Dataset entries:
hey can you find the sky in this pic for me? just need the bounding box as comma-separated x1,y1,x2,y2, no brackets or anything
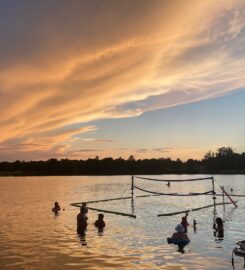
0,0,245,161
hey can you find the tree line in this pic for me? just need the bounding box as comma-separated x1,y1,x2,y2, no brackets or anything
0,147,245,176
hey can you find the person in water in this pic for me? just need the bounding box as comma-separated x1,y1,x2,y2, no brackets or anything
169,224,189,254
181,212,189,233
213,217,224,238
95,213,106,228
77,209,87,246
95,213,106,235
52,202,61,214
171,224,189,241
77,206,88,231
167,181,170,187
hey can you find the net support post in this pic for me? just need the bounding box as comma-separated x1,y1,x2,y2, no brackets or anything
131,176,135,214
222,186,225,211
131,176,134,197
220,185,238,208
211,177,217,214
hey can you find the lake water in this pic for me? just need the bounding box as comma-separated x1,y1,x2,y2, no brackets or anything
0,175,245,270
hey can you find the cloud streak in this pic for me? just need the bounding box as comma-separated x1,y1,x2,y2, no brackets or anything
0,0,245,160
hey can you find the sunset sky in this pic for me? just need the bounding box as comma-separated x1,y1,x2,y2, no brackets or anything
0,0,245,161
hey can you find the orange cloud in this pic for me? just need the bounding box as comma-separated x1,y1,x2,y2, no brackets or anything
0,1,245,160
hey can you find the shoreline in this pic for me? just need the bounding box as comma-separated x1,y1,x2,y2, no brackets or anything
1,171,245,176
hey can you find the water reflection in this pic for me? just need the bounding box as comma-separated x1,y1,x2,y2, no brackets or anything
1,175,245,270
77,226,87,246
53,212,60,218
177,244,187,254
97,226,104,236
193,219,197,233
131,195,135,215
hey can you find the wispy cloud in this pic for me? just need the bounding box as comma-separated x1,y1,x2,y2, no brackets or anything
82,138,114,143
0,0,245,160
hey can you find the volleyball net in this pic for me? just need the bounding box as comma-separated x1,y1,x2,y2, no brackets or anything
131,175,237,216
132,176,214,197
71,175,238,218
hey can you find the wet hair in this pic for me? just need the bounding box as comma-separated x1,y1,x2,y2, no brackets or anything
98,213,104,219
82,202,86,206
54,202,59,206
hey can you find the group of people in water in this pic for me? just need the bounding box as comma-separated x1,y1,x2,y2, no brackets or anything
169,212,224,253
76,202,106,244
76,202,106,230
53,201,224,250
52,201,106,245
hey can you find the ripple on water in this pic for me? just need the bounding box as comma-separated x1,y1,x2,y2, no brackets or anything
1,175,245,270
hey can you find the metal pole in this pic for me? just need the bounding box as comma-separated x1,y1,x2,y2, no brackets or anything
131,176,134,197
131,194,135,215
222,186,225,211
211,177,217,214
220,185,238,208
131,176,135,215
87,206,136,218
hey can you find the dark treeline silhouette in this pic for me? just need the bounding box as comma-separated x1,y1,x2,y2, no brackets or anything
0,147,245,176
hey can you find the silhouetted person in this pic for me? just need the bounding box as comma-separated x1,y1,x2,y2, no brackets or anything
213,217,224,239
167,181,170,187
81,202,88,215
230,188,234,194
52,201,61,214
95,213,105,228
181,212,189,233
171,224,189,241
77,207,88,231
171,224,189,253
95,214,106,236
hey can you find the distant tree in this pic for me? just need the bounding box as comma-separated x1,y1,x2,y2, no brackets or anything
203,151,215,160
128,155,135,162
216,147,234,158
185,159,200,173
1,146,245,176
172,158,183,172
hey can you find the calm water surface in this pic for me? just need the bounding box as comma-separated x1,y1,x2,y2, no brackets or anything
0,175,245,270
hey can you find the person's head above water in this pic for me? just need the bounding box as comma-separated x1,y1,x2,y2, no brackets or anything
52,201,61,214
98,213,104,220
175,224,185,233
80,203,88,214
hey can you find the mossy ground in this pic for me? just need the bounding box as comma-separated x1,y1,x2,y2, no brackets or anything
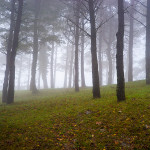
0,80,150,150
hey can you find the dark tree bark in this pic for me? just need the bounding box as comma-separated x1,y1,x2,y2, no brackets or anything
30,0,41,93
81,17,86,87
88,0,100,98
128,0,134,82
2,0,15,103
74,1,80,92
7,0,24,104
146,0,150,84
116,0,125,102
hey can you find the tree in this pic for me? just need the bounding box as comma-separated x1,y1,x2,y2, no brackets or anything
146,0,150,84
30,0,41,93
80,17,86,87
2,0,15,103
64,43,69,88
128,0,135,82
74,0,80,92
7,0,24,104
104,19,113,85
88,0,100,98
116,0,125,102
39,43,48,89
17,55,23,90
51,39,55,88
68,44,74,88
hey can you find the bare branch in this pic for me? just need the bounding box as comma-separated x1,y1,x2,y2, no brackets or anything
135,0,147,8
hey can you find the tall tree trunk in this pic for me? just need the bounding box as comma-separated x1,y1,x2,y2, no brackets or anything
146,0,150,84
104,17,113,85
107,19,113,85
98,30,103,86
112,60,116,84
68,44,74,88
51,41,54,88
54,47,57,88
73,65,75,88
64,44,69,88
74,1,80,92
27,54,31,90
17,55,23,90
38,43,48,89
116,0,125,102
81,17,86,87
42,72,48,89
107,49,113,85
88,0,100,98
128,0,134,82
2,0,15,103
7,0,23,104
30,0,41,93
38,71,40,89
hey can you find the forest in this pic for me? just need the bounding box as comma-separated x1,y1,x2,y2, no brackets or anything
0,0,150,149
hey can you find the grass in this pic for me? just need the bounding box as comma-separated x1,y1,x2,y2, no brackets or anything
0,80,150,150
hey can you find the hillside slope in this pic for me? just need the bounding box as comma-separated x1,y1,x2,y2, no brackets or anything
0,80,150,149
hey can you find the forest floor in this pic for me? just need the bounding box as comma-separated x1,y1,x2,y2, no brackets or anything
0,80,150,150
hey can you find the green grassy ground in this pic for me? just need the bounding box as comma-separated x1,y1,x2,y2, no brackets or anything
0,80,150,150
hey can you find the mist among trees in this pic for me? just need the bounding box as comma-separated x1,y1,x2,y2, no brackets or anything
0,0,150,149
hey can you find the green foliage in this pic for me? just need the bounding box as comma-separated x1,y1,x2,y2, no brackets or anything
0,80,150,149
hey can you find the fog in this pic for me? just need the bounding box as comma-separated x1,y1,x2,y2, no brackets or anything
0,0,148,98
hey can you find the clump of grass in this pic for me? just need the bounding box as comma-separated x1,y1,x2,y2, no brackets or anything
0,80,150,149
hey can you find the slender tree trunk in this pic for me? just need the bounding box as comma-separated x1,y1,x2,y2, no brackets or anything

__WORK TO COMPLETE__. Print out every record above exactly as given. Do not include the pictures.

__RESPONSE BELOW__.
hey can you find the sky in this pic for me? just need the bounding box as comma-separated x1,y1,x2,y2, no brackets or anything
0,0,245,161
hey can you find the tree line in this pic for me? just need the bounding box as comma-separated x1,y1,x2,y2, no brackets or anything
0,147,245,176
hey can you find the person in water in this pic for me? just need the bounding box as comma-separated x1,y1,x2,y2, no brackets or anything
169,224,189,254
181,212,189,233
213,217,224,238
95,213,106,228
77,209,87,246
95,213,106,235
52,202,61,214
171,224,189,241
77,206,88,231
167,181,170,187
hey can you find the net support post in this pic for me? just need the bounding box as comma-separated x1,y1,x2,y2, no brackets or anything
131,176,135,214
222,186,225,211
131,176,134,197
220,185,238,208
211,177,217,214
hey can you find the lake water in this pic for me? just need the bounding box as comma-separated x1,y1,x2,y2, no brackets or anything
0,175,245,270
hey can you find the cloud streak in this pic for me? just need the bounding box as comma-separated x1,y1,x2,y2, no brackets or anything
0,0,245,160
hey can you find the sunset sky in this pic for me? just need the bounding box as comma-separated x1,y1,x2,y2, no brackets or anything
0,0,245,161
hey can you find the orange cloud in this pic for me? just need the bounding box as comma-separated x1,y1,x2,y2, no brackets or anything
0,1,245,160
hey can you find the shoreline in this pic for me? just need the bounding box as comma-separated x1,y1,x2,y2, no brackets or anything
1,171,245,176
hey can you find the water reflection in this pic for me? just need the bounding box as comma-separated x1,y1,x2,y2, no brackets or anything
1,175,245,270
77,226,87,246
53,212,60,218
177,244,187,254
97,226,104,236
193,219,197,233
131,195,135,215
hey can you find the wispy cloud in this pic for me? just need the bounding box as comma-separated x1,y1,x2,y2, no brackets or anything
82,138,114,143
0,0,245,160
hey can you find the volleyball net in this pic for me? just need the bounding box as comma-separated x1,y1,x2,y2, no brackets or anything
131,175,237,216
132,176,214,197
71,175,238,218
hey can you find the wet hair in this pic for me? just need the bounding box as comma-separated x1,y1,x2,y2, no brackets or anything
98,213,104,219
82,202,86,206
54,202,59,206
hey can you find the group of people in water in this pic for me? just need the bounding box as comma-separated x1,y1,x2,y2, no brackets or anything
169,212,224,253
76,202,106,244
76,202,106,230
53,201,224,250
52,201,106,245
hey can you find the ripple on water in this pic for me? just need the bounding box as comma-separated x1,y1,x2,y2, no brackets or anything
1,175,245,270
hey can you find the metal pole in this pic for me? just need the bounding box as comma-separated x1,y1,x2,y2, no brackets or anything
131,176,134,197
131,194,135,215
222,186,225,211
211,177,217,214
220,185,238,208
131,176,135,215
87,206,136,218
hey can you find the dark treeline silhouette in this pic for me? just need the bounding box as comma-separated x1,y1,x2,y2, no brackets or anything
0,147,245,176
hey can you find the silhouetted person in this pic for me? just need the bounding box as comma-separated x1,y1,x2,y2, no brackets or anything
213,217,224,239
167,181,170,187
81,202,88,215
230,188,234,194
52,201,61,214
95,213,105,228
181,212,189,233
171,224,189,241
77,207,88,231
171,224,189,253
95,214,106,236
hey can you find the distant tree in this pic for me? just need the bounding box as comma-separated x1,y1,x2,y2, no brackets or anything
203,151,215,160
128,155,135,162
216,147,234,158
185,159,200,173
1,146,245,176
172,158,183,172
hey can you find the calm water surface in this pic for me? just need the bounding box as comma-separated x1,y1,x2,y2, no brackets or anything
0,175,245,270
hey can you find the person's head above water in this pic for me? just need the bounding box as comma-separated x1,y1,x2,y2, no brackets or anything
52,201,61,214
98,213,104,220
175,224,185,233
80,203,88,214
hey can you find the mossy ground in this pic for me? just need the bounding box as comma-separated x1,y1,x2,y2, no brackets or anything
0,80,150,150
hey can you find the dark tree bark in this pic for me? just need the bounding box as comma-separated x1,y1,x2,y2, no brackets or anything
30,0,41,93
81,17,86,87
88,0,100,98
128,0,134,82
2,0,15,103
74,1,80,92
7,0,24,104
146,0,150,84
116,0,125,102
hey can you find the tree in this pic for me? just need the bounding box as comma-separated x1,y1,x2,y2, no brackets or anything
146,0,150,84
30,0,41,93
80,17,86,87
2,0,15,103
64,43,69,88
128,0,135,82
74,0,80,92
7,0,24,104
104,19,113,85
88,0,100,98
116,0,125,102
39,43,48,89
17,55,23,90
51,39,55,88
68,44,74,88
hey can you find the bare branch in this pic for me? just need the bounding box as comma-separated x1,y1,x2,y2, no brackets or anything
135,0,147,8
hey can you find the tall tree trunk in this pic for me? just need the bounding box as comma-separated x1,y1,x2,y2, no brackets or anything
146,0,150,84
104,17,113,85
107,19,113,85
98,30,103,86
112,60,116,84
68,44,74,88
51,41,54,88
54,47,57,88
73,65,75,88
64,44,69,88
74,1,80,92
27,54,31,90
17,55,23,90
38,43,48,89
116,0,125,102
81,17,86,87
42,72,48,89
107,49,113,85
88,0,100,98
128,0,134,82
2,0,15,103
7,0,23,104
30,0,41,93
38,71,40,89
hey can you find the forest in this pic for me? just need the bounding box as comma-separated x1,y1,x2,y2, no brackets or anything
0,0,150,149
hey can you find the grass in this pic for me? just need the bounding box as comma-separated x1,y1,x2,y2, no brackets or anything
0,80,150,150
hey can you find the hillside slope in this pic for me? just need the bounding box as comma-separated x1,y1,x2,y2, no brackets or anything
0,80,150,149
hey can you find the forest floor in this pic for me? just need the bounding box as comma-separated x1,y1,x2,y2, no brackets or anything
0,80,150,150
hey can you find the green grassy ground in this pic for me? just need the bounding box as comma-separated x1,y1,x2,y2, no brackets or anything
0,80,150,150
hey can you find the mist among trees in this pic for me? just need the bounding box as comma-separated x1,y1,x2,y2, no brackets or anything
0,0,150,149
hey can you find the green foliage in this pic for me? just need the bounding box as comma-separated x1,y1,x2,y2, no brackets or anything
0,80,150,149
hey can you find the fog in this pic for me? just need the bounding box as comma-separated x1,y1,x2,y2, no brackets or anything
0,0,148,98
hey can you find the clump of grass in this pic for me? just need the bounding box as comma-separated x1,y1,x2,y2, no brackets or anything
0,80,150,149
hey can you find the slender tree trunk in this pic for me? just need the bounding box as comma-separated x1,y1,x2,y2, no brackets or anything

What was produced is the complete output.